→ Written tasks:
(1) Reproduce the stretch of the court opinion from "CourtU.S. Court of" through "Judge WIDENER joined.", swapping "Columbia, SC" for "Columbia, South Carolina".
(2) Answer these questions using the court opinion.
(a) What share of the additional capital did Standard Federal agree to pay Sebastian?
(b) Which judge wrote the opinion?
(c) Which court decided the case?

→ Excerpt:

>>

E.J. Sebastian Associates v. Resolution Trust Corp., 94-1679

Decision Date29 December 1994
Docket NumberNo. 94-1679,94-1679
Citation43 F.3d 106
PartiesE. J. SEBASTIAN ASSOCIATES, a South Carolina General Partnership, Plaintiff-Appellant, v. RESOLUTION TRUST CORPORATION, as receiver of Standard Federal Savings Bank, Columbia, South Carolina, Defendant-Appellee, and Standard Federal Savings Bank, formerly known as Standard Federal Savings & Loan Association, Defendant.
CourtU.S. Court of Appeals — Fourth Circuit

ARGUED: Harry Clayton Walker, Jr., Swagart & Walker, P.A., Columbia, SC, for appellant. William Thomas Toal, Johnson, Toal & Battiste, Columbia, SC, for appellee.

Before RUSSELL and WIDENER, Circuit Judges, and CHAPMAN, Senior Circuit Judge.

Reversed and remanded by published opinion. Senior Circuit Judge CHAPMAN wrote the opinion, in which Judge RUSSELL and Judge WIDENER joined.

OPINION

CHAPMAN, Senior Circuit Judge:

E.J. Sebastian Associates ("Sebastian") brought suit against the Resolution Trust Corporation ("RTC"), as receiver for Standard Federal Savings Bank, Columbia, South Carolina ("Standard Federal"), for breach of contract and in quantum meruit in the United States District Court for the District of South Carolina. Sebastian seeks compensation for services it allegedly rendered to Standard Federal prior to its being taken over by RTC. The RTC moved for summary judgment claiming that the D'Oench Doctrine and Sec. 1823(e) barred Sebastian's claims. The district court agreed and granted the motion finding that the D'Oench Doctrine and Sec. 1823(e) barred Sebastian's claims as a matter of law. After careful consideration of the record, the briefs, and oral arguments, we find the grant of summary judgment on the present record was error, and for the reasons discussed below, we reverse and remand to the district court for further development of the facts.

I.

Standard Federal retained Sebastian to assist it in raising additional capital and agreed to pay Sebastian one percent of the additional capital obtained as a result of Sebastian's assistance. Standard Federal realized $22,000,000 in new capital from the sale of its stock due to Sebastian's efforts. Although Sebastian completed performance under its agreement with Standard Federal, the bank refused to pay Sebastian its agreed upon commission ($220,000). For the purposes of this appeal, the parties do not dispute that there was an oral contract and that Sebastian performed its obligations thereunder.

<<

Entries from a pointing dataset:

>>

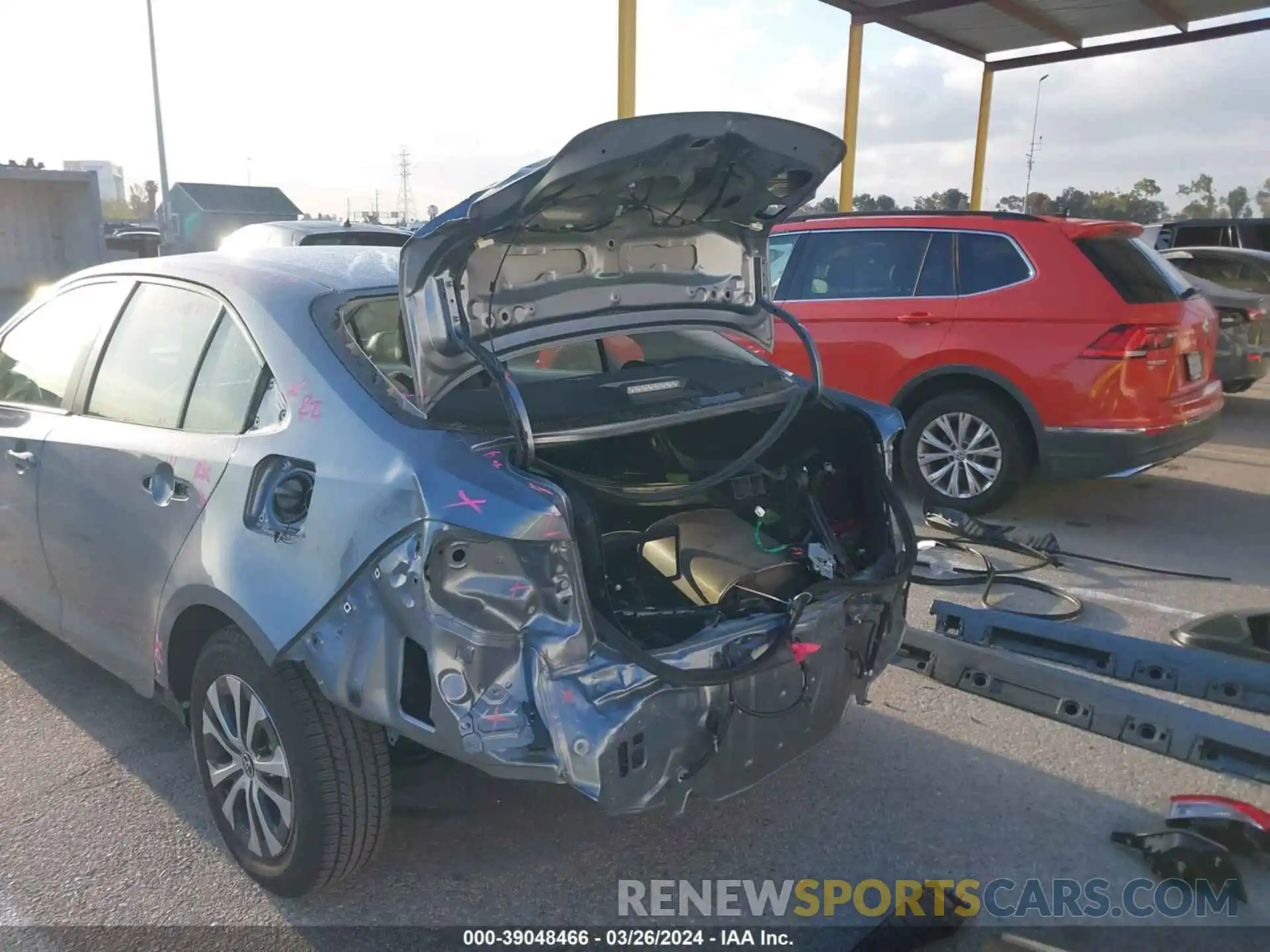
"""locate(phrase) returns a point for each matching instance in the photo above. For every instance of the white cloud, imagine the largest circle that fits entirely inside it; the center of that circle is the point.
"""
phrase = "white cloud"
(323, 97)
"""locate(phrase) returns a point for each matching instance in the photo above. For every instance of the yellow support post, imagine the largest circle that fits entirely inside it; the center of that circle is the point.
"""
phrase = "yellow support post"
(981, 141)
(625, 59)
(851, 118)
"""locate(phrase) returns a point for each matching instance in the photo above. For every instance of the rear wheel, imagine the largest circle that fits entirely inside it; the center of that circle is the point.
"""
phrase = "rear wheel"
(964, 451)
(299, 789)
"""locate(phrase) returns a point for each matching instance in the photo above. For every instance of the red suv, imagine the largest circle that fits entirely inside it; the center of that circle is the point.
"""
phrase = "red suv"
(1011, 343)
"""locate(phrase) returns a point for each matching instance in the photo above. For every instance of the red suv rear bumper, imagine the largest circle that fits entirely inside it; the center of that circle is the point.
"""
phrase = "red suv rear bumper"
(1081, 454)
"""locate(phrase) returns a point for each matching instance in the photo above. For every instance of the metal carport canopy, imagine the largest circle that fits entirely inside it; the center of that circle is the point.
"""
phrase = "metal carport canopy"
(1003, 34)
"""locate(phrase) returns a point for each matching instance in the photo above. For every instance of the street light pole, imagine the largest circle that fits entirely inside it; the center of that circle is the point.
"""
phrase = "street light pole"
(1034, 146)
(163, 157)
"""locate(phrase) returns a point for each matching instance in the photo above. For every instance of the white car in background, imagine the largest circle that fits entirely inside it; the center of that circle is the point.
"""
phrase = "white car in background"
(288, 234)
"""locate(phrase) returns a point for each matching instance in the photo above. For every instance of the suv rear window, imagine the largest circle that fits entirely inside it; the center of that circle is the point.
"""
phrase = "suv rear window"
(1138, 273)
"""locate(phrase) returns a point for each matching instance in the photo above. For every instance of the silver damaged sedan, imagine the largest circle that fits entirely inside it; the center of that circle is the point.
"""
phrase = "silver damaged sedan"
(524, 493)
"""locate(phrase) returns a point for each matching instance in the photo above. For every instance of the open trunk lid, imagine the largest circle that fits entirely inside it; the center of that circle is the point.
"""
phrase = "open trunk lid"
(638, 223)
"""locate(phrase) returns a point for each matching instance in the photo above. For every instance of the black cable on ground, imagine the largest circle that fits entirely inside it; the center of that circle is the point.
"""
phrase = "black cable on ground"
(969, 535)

<<
>>

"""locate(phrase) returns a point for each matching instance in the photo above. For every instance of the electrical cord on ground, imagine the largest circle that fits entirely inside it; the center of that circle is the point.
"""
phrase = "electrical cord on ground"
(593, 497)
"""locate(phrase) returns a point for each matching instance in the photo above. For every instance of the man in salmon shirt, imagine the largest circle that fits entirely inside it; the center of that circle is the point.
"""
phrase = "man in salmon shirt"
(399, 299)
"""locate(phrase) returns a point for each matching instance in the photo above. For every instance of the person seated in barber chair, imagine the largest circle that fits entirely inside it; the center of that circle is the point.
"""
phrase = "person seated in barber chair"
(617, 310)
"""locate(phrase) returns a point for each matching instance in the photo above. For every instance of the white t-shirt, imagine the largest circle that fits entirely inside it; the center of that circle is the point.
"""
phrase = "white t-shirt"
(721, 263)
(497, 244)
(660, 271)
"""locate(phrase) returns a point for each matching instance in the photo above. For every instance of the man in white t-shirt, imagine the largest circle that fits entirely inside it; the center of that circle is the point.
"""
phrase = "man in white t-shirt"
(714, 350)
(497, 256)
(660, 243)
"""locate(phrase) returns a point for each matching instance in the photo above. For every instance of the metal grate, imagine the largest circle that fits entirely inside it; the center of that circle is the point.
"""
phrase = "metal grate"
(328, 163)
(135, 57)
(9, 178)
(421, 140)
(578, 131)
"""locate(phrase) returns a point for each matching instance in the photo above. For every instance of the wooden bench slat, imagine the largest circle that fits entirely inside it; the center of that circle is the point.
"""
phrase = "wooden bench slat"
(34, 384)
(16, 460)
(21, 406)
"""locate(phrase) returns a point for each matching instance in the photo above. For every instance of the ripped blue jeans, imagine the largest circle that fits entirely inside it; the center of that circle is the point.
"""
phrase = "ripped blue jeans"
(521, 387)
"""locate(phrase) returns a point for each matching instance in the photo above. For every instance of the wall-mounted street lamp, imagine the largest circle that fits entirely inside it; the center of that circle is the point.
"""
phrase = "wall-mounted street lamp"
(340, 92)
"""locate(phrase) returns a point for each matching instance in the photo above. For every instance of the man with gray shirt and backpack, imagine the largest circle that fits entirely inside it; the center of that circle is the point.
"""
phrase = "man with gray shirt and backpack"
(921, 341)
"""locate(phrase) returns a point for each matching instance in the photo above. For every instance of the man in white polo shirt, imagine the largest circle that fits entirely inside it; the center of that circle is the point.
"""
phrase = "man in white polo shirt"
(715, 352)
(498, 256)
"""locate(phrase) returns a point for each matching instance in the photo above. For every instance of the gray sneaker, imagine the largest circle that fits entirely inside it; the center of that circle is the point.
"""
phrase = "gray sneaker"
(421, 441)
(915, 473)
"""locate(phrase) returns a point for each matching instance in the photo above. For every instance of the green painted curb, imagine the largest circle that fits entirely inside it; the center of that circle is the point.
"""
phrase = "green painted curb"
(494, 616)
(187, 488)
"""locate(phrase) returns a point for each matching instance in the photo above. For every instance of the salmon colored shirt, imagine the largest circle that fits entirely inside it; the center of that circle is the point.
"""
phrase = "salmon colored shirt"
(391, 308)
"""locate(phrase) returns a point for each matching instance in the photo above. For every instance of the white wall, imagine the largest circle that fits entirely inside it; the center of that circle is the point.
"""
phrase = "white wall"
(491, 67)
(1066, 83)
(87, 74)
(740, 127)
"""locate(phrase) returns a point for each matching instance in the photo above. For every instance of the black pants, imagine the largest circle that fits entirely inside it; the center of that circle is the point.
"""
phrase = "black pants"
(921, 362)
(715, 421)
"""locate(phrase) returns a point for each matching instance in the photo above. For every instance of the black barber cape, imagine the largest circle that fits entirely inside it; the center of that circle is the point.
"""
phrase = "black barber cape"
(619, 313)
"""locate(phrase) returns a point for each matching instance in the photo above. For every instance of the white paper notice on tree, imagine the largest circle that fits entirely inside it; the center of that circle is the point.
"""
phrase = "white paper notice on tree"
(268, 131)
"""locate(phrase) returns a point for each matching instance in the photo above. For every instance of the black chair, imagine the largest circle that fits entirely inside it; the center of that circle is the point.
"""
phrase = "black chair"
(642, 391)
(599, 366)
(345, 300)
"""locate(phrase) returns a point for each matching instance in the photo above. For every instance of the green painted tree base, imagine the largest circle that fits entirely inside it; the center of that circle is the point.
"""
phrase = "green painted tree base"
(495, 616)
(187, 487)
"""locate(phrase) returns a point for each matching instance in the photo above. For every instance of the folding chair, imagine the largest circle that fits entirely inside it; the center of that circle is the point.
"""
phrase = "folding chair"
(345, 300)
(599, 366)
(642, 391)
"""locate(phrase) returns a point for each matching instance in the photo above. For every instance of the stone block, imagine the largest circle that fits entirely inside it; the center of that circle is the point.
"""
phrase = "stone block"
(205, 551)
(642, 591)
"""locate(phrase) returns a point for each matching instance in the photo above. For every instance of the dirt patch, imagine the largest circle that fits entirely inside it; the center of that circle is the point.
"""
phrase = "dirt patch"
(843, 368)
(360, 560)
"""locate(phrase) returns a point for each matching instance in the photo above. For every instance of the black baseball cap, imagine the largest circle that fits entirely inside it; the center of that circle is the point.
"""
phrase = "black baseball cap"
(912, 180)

<<

→ The replies:
(1)
CourtU.S. Court of Appeals — Fourth Circuit

ARGUED: Harry Clayton Walker, Jr., Swagart & Walker, P.A., Columbia, South Carolina, for appellant. William Thomas Toal, Johnson, Toal & Battiste, Columbia, South Carolina, for appellee.

Before RUSSELL and WIDENER, Circuit Judges, and CHAPMAN, Senior Circuit Judge.

Reversed and remanded by published opinion. Senior Circuit Judge CHAPMAN wrote the opinion, in which Judge RUSSELL and Judge WIDENER joined.

(2)
(a) One percent.
(b) Senior Circuit Judge Chapman.
(c) The U.S. Court of Appeals for the Fourth Circuit.